Start
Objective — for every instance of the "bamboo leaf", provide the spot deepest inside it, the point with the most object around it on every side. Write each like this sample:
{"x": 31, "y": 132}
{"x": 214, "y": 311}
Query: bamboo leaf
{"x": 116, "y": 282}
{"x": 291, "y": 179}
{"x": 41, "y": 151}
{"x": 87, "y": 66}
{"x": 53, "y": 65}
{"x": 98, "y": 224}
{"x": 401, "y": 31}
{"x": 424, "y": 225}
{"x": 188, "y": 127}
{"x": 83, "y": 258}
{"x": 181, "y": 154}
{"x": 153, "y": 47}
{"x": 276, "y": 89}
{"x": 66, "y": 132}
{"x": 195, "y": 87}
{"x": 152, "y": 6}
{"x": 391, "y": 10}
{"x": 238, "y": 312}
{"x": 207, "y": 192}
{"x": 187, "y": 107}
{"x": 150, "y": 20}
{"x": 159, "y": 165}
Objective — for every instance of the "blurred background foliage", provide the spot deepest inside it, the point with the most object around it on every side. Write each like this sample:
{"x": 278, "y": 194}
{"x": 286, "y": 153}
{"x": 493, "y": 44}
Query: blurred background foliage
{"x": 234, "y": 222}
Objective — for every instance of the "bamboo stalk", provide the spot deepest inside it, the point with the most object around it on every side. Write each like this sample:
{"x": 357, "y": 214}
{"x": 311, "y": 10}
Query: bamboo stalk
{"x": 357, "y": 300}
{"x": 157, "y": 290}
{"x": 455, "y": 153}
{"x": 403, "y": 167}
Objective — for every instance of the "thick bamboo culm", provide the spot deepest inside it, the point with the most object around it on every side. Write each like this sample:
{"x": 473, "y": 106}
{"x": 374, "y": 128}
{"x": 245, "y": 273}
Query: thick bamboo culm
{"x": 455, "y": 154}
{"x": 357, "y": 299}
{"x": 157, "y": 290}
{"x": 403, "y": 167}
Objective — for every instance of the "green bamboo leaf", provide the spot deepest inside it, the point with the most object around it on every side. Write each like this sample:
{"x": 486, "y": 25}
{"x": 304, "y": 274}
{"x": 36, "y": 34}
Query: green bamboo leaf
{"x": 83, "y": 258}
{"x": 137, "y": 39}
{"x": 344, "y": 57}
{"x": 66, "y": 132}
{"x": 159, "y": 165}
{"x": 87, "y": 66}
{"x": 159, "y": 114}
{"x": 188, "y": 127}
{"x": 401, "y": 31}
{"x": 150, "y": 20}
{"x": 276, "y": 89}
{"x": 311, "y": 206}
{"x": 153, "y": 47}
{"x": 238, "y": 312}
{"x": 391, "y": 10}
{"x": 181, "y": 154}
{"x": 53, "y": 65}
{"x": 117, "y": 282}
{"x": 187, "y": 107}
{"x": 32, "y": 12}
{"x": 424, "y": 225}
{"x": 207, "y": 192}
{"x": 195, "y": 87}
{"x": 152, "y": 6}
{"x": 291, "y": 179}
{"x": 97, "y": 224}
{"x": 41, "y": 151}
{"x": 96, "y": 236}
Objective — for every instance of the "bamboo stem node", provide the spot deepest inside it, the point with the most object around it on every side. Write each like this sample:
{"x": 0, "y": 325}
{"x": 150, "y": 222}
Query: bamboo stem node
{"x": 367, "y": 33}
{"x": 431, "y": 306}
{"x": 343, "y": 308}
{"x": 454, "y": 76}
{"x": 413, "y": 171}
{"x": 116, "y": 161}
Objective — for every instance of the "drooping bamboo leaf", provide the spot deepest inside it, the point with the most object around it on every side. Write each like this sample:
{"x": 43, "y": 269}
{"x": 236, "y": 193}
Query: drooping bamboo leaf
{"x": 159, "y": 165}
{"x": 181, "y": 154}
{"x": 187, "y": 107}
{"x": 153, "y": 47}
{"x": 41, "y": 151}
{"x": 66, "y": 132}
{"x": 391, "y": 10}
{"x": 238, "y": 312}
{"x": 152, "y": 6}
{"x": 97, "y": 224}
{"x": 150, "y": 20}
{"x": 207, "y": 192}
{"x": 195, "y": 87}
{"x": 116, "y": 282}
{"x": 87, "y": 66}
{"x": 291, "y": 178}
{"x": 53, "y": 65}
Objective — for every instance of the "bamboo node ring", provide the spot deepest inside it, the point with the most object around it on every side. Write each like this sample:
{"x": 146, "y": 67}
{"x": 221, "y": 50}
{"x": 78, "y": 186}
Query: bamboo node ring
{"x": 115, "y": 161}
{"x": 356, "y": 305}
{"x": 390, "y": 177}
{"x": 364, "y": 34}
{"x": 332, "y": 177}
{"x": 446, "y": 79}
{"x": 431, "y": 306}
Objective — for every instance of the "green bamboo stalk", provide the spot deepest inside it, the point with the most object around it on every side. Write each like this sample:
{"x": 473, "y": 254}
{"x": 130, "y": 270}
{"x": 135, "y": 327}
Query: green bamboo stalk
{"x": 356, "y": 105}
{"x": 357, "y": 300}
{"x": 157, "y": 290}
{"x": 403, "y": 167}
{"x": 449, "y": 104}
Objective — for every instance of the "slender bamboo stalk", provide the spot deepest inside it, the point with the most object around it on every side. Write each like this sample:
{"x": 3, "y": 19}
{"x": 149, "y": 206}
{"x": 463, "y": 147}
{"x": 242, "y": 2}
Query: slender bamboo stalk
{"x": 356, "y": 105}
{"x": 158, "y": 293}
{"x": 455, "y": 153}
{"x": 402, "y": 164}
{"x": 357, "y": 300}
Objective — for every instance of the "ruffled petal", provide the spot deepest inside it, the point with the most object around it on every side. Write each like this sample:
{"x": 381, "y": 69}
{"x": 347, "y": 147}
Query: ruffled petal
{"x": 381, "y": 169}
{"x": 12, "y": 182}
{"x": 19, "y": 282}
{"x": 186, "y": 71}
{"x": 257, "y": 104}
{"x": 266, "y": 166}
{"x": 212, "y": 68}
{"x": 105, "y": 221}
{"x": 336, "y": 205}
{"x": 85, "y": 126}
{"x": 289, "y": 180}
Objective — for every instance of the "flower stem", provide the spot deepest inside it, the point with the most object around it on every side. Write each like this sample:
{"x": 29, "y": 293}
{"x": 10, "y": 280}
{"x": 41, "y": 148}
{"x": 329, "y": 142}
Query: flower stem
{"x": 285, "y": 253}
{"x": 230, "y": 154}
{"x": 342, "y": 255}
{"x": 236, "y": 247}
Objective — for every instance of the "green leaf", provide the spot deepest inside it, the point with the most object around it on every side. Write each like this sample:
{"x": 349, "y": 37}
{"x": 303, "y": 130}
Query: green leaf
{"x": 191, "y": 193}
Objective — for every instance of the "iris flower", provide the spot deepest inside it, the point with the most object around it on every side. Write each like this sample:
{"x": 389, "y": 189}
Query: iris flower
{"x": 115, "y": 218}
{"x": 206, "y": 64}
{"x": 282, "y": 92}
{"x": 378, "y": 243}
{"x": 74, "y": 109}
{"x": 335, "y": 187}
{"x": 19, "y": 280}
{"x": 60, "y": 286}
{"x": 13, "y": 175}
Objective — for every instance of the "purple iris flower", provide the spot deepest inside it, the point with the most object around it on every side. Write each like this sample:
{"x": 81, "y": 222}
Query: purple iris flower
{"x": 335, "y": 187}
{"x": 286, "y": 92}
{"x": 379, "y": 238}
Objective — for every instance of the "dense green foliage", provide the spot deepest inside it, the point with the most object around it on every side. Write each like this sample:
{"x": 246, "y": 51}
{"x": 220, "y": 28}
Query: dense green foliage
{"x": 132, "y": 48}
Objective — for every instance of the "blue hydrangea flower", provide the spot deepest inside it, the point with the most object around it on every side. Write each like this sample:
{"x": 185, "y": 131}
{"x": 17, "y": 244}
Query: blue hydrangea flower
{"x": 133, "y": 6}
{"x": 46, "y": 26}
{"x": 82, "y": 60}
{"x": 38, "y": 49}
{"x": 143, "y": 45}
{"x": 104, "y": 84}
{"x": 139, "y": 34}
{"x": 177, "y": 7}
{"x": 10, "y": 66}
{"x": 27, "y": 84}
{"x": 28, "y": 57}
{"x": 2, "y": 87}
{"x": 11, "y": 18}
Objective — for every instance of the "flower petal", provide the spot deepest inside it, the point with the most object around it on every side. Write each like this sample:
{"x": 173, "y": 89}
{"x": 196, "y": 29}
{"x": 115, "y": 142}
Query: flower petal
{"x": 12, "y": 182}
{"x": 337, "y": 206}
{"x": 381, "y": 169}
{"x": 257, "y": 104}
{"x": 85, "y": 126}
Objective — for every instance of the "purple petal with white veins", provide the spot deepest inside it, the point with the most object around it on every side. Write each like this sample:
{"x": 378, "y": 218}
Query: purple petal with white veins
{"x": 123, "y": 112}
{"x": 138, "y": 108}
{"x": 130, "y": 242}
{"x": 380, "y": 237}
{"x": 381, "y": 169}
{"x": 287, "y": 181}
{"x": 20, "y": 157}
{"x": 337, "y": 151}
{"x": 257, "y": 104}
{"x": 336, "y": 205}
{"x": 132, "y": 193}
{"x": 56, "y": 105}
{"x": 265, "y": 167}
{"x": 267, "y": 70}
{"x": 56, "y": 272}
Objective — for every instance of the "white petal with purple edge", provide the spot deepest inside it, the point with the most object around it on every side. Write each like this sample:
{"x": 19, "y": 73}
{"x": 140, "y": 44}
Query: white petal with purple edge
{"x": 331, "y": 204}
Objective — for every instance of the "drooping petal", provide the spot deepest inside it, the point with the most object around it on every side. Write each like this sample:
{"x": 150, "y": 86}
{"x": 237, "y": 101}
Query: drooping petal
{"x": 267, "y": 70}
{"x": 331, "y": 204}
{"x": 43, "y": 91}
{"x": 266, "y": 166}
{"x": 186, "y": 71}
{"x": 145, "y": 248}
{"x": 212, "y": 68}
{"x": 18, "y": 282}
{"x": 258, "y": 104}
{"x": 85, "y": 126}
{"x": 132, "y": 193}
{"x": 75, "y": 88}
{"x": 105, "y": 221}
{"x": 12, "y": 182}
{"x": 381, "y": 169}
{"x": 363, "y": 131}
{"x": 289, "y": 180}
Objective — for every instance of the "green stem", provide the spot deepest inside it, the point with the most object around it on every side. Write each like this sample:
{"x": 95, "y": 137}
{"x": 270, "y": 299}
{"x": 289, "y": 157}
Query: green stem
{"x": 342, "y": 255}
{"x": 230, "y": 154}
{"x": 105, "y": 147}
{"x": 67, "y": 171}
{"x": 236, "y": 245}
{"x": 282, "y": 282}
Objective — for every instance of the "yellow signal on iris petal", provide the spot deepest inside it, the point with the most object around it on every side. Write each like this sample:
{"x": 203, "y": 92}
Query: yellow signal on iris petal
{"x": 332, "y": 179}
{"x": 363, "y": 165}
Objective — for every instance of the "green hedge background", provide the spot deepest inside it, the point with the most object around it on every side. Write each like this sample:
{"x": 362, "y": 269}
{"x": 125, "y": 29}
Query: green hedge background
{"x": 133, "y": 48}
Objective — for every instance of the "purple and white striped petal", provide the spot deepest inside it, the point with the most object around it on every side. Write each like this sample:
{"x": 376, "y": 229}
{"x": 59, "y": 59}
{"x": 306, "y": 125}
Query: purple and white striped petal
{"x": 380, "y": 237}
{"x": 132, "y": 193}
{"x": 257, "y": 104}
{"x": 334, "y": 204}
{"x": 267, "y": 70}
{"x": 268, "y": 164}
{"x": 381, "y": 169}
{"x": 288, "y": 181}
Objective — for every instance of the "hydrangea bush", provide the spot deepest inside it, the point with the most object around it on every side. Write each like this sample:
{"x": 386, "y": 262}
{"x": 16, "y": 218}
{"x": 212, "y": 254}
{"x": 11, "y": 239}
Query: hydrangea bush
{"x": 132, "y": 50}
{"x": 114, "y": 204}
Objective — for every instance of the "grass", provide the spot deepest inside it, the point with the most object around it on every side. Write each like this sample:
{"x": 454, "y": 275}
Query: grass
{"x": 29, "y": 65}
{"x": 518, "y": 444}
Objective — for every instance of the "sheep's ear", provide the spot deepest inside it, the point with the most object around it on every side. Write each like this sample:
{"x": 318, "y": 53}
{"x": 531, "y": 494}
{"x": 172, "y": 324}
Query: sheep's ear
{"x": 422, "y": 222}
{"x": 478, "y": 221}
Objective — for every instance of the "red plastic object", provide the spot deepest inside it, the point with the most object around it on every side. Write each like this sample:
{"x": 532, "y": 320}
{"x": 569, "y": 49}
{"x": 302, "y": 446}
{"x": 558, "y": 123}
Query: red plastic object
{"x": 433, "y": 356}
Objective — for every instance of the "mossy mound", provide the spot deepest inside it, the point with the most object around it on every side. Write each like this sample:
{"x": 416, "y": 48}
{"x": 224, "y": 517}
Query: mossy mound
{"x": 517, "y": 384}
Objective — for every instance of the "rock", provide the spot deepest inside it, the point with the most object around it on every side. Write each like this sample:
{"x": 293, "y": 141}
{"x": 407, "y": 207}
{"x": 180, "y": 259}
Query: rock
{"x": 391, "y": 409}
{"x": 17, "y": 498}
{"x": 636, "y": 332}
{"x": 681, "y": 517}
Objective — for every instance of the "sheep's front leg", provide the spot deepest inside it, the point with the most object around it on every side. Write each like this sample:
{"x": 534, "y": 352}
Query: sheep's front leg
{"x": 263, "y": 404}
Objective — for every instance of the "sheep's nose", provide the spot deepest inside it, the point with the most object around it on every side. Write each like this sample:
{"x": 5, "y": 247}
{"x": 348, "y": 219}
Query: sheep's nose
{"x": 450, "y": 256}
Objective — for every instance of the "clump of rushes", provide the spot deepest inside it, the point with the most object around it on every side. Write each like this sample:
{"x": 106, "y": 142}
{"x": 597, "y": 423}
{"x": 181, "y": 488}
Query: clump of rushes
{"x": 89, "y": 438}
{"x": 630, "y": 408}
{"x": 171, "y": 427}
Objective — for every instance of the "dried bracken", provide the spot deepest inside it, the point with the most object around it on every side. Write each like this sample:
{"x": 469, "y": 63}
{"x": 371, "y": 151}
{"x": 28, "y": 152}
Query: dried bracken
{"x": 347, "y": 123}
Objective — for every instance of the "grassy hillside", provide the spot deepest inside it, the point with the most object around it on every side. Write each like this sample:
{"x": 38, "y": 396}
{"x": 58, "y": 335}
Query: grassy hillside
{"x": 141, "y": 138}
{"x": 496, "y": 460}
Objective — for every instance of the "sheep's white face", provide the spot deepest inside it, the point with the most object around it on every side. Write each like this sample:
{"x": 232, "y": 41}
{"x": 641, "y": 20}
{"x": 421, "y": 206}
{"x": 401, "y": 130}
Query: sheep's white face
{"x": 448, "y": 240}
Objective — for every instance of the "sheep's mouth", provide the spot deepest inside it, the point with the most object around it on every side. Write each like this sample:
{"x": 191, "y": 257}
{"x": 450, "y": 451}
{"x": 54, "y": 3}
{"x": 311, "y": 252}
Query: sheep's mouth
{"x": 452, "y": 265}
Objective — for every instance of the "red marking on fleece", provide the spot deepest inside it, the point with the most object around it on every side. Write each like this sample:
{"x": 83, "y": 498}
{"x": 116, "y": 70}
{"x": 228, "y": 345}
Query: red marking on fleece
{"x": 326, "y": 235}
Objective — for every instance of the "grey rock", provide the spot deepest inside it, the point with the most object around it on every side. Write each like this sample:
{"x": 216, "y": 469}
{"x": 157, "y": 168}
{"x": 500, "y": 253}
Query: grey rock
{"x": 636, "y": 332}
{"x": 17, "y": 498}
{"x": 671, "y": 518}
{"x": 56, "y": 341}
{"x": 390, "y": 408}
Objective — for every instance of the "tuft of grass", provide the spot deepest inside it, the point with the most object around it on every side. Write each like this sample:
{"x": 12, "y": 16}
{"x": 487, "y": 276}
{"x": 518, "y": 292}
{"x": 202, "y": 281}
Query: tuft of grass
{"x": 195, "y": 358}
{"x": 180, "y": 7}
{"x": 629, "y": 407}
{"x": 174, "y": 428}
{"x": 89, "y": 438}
End
▶ **Problem**:
Return each line of the rows above that contains the string "rock". Matching is case-sensitive.

▶ **Expected answer**:
Objective — for every instance of the "rock", provide the spot deepest inside it, the point with the most object around it on every side. Write each like this sample:
Query: rock
Objective — for every instance of the "grey rock", provide the spot deepest inside it, the point with the most object around it on every side. Write each like this sample:
Query: grey rock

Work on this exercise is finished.